== Exercise A ==
According to the forum thread on sublimation setups, roughly how much does the Epson C88+ cost?

## Start Reading text

# The absolute cheapest sublimation setup to start out with



## merc476 (Mar 28, 2008)

Hi,

I currently have a heat press and I plan on buying a mug press. Only problem is that I have an epson R1900 that I use mainly for printing transparencies for screen printing and occasionally for heat transfers. I wanted to get into making mugs and mouse pads but there isn't any sublimation setups for the R1900 yet. At the same time, i want to try to avoid using the same printer for both. I would like to know from those with experience, what is the cheapest printer that I can get to begin printing mugs and mouse pads. i want to see if this works out first and then i'll spend the extra money on the good stuff later. THANKS!


----------



## lben (Jun 3, 2008)

The Epson C88+ is about $80 and if you buy it from Epson their shipping is free, at least it was for me (I bought 3 of them). Then you still have to buy the sub dye, and that's where the price comes in...


----------



## Ib4E (Aug 21, 2008)

Alpha Supply Company out of Nashville are very knowledgable. They can help with inks papers and the printer itself. The employees are very nice to work with.


----------



## CUSTOM UK (Jun 28, 2008)

Hi. It wouldn't be realistic to use the same printer for both, as sublimation ink is *very* expensive. If you didn't get rid of every drop of regular inkjet ink when changing over, you would end up with ruined sublimation blanks, as only the sublimation ink would transfer.


----------



## merc476 (Mar 28, 2008)

Thank you all for your comments. Very helpful info. I was looking at the epson c88+. Not a bad price. Since I really don't know much about the sublimation ink and what now, can you give me a rough estimate of how much it would cost to get the epson c88+ ready for printing? Just a rough estimate. I'm trying to decide if I should just go ahead and buy the printer. But that will depend on how much everything else is going to cost. Thanks again guys


----------



## CUSTOM UK (Jun 28, 2008)

## End Reading text
## Start Dataset entries

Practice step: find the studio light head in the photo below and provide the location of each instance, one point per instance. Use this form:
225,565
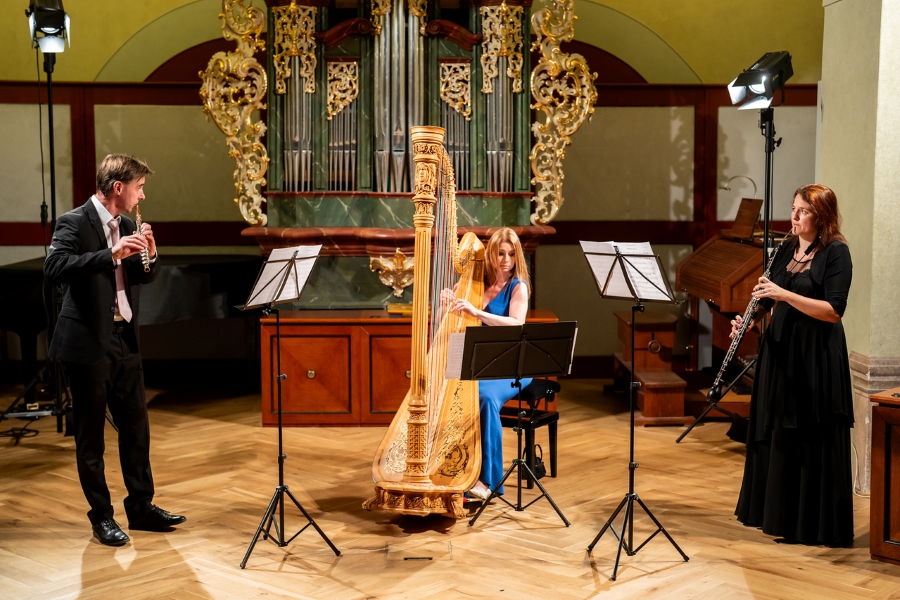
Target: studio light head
761,81
49,25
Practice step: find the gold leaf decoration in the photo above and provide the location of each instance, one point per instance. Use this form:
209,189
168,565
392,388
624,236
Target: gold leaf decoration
455,87
563,89
234,85
501,27
295,31
343,86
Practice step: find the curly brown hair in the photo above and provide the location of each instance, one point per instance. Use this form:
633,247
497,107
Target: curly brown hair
824,208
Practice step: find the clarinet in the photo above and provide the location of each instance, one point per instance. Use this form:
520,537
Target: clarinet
749,316
145,253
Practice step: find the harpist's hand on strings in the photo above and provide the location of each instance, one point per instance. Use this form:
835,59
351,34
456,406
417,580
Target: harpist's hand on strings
766,289
447,297
464,306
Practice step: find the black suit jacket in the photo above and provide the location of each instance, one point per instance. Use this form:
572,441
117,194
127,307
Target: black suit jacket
81,261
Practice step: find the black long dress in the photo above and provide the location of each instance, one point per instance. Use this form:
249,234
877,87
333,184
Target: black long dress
797,475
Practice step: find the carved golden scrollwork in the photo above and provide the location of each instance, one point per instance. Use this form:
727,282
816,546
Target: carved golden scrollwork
563,89
395,271
419,8
455,87
343,86
501,27
295,31
234,85
379,9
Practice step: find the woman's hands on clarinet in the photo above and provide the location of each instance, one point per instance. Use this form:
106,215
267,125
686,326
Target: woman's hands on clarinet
736,325
766,289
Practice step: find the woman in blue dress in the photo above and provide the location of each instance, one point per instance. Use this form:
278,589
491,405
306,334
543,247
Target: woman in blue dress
505,302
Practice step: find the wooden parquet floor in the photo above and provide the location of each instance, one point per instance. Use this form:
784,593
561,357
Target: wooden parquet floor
213,462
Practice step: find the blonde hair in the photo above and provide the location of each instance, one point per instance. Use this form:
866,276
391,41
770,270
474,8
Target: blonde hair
492,264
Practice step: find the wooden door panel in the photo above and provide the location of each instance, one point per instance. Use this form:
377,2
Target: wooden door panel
391,358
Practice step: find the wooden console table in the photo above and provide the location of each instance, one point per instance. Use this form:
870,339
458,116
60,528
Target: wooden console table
884,504
343,367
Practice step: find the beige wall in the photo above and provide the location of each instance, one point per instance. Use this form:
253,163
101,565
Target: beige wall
741,151
631,163
193,178
706,41
566,286
850,67
885,310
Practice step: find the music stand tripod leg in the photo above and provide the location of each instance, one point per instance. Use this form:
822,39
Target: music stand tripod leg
311,522
270,512
518,464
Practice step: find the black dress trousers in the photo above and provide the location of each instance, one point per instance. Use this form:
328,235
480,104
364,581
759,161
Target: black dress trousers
116,381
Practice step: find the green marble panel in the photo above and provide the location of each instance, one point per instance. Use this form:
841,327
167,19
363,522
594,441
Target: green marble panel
389,212
346,282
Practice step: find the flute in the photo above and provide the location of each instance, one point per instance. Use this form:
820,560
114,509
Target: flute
145,253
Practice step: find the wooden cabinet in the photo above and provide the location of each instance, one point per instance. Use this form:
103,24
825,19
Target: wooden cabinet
343,367
884,506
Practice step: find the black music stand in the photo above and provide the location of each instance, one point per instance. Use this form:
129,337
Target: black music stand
281,279
517,351
632,272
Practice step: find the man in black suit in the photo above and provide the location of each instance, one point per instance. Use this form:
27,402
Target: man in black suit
96,256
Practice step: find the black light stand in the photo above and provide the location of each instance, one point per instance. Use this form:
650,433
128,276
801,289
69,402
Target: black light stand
623,273
277,501
534,349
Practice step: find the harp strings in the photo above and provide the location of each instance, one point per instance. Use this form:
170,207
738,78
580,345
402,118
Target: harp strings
444,276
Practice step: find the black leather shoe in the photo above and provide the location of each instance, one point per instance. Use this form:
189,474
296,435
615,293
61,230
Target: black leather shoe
156,519
108,533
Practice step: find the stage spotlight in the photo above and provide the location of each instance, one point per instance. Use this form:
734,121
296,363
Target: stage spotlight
49,25
762,80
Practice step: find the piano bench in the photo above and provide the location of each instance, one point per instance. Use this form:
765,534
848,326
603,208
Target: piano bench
661,399
531,421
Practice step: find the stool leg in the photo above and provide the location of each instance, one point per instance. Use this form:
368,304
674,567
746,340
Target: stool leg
529,453
551,429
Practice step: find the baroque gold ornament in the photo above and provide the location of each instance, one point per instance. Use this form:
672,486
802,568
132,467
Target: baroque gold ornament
234,85
379,9
455,87
343,86
563,89
295,31
395,272
502,30
419,8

## End Dataset entries

== Exercise B ==
Identify every line in the listing above that contains the string "spotlight", and copy each of those lines.

== Complete answer A ==
About $80.

== Complete answer B ==
Practice step: find the stage spotlight in the photo above and provide the location of each instance, one point per instance. Use this form:
Target: stage spotlight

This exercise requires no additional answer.